WHAT THE TASK REQUIRES -> Continue the discussion of symptom burden trends in older age cohorts, starting after its last sentence.

EXCERPTED TEXT ->
Like time trends in health and functioning [3,4,5,6], symptom burden shows a decreasing trend in our study cohorts over the last 3 decades. Similarly, the Charlson comorbidity index has decreased in the cohorts from 1999 to 2019. However, the change in the number of diagnosed diseases and various symptoms does not automatically imply a reduction or increase in morbidity. The detection of diseases varies in time not only according to diagnostic methods and their availability but also with the introduction of preventive and therapeutic novelties (e.g., in cardiovascular diseases, osteoporosis, pain, and dementia) or lack of them.

We have recently shown that symptom burden is linearly associated with PWB [10]. In this study, we confirm this finding for both women and men separately and show that men enjoy higher levels of PWB up to severe levels of symptom burden. Our finding is in line with previous research showing that women report more symptoms and use healthcare services more frequently than men [22]. More research is needed to explain this difference.

Symptom burden is associated with prognosis and wellbeing [10] and, therefore, plays a significant role in older people’s quality of life and health. It is comforting to see that symptom burden is decreasing in the later born cohorts at the same time as comorbidities and depressive symptoms have decreased. Our results suggest prolonged wellbeing in the aging population.

This study has the following strengths. First, we have collected representative cohort data at four time points spanning three decades, making this the first study to analyze time trends in symptom burden. Symptom burden is important since it has independent prognostic significance irrespective of comorbidities [10]. Second, we have targeted an equivalent population in each research round. Third, the same survey instrument was used for all cohorts. The response rate remained good in all rounds, although it reduced from 93% in 1989 to 74% in 2019.

RECORD EXCERPTS ->
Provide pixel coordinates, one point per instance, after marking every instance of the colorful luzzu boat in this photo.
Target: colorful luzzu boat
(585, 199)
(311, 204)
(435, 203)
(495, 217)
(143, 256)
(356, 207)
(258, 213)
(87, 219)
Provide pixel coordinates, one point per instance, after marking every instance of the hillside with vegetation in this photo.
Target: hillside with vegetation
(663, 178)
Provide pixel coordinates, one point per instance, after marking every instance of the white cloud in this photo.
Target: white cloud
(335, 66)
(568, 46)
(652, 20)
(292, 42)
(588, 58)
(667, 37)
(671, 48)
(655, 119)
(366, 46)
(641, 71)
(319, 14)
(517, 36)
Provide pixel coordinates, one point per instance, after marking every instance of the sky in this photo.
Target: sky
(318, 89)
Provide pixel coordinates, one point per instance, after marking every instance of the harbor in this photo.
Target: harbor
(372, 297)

* * *

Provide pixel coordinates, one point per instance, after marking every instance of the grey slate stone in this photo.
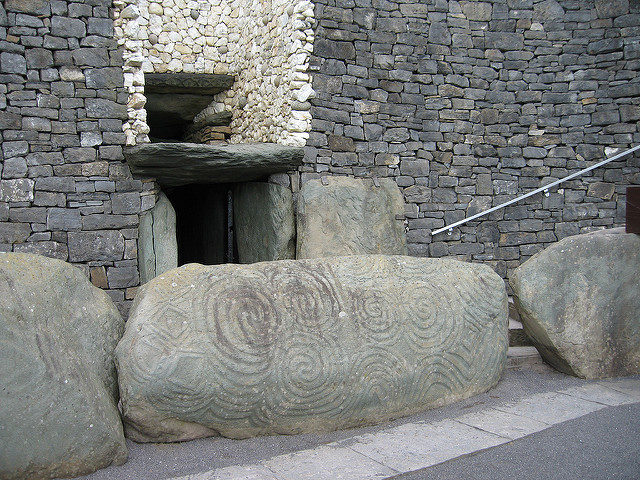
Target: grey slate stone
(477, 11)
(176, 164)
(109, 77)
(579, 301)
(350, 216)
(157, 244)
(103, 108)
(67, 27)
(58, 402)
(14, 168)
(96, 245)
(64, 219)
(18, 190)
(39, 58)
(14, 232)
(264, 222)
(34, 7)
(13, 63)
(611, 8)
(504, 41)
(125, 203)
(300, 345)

--

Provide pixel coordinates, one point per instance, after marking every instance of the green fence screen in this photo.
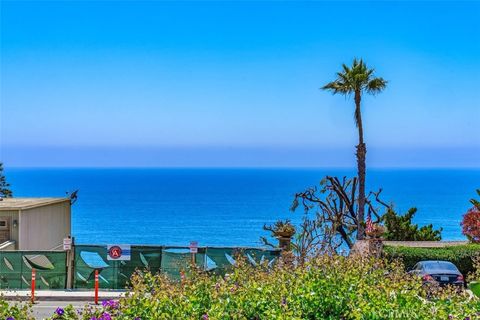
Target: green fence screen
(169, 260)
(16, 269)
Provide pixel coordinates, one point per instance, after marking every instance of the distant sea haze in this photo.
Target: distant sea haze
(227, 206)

TASK ANSWER ->
The study also has weaknesses. We have looked at cross-sectional data of independent, separate samples, and, therefore, cannot draw conclusions on causality. The symptom scale does not take into account the severity of symptoms, only their frequency. In addition, the inquired symptoms cannot be directly connected to diseases. Instead, we wanted to explore older people’s subjective experiences which have been shown to be relevant as regards prognosis in prior studies [8,9,10,11]. The age and sex distributions in each research round were different with a higher percentage of oldest-old participants and men in the most recent rounds. However, the overall decreasing trend in symptom burden remained significant even when adjusting for age, sex, and comorbidities. We have only looked at home-dwelling older people, which constitutes a possible bias. Significantly fewer older people enter institutionalized care now than in the late twentieth century, as more assistive services are increasingly brought to homes. This can explain the higher prevalence of dementia among community-dwelling older people in 2019 than in 1999 and 2009. Finally, various confounding factors can be observed at different points of time: societal changes may affect people’s attitudes toward their health and physical symptoms, advances in assistive devices and living conditions may affect how people perceive their health and symptoms, and diagnostic intensity may be the main determinant of the number of diagnoses a person gets.

Conclusion

We conclude that a decreasing trend in symptom burden can be seen for 75- and 80-year-old cohorts for both women and men from 1989 to 2019. This is the first study to report time trends in symptom burden among community-dwelling older people, and more research is needed to confirm this finding in other populations. Furthermore, we show that older men have, on average, better PWB than older women up to high levels of symptom burden. More research is needed to explore ways to support psychological wellbeing, especially for aging women.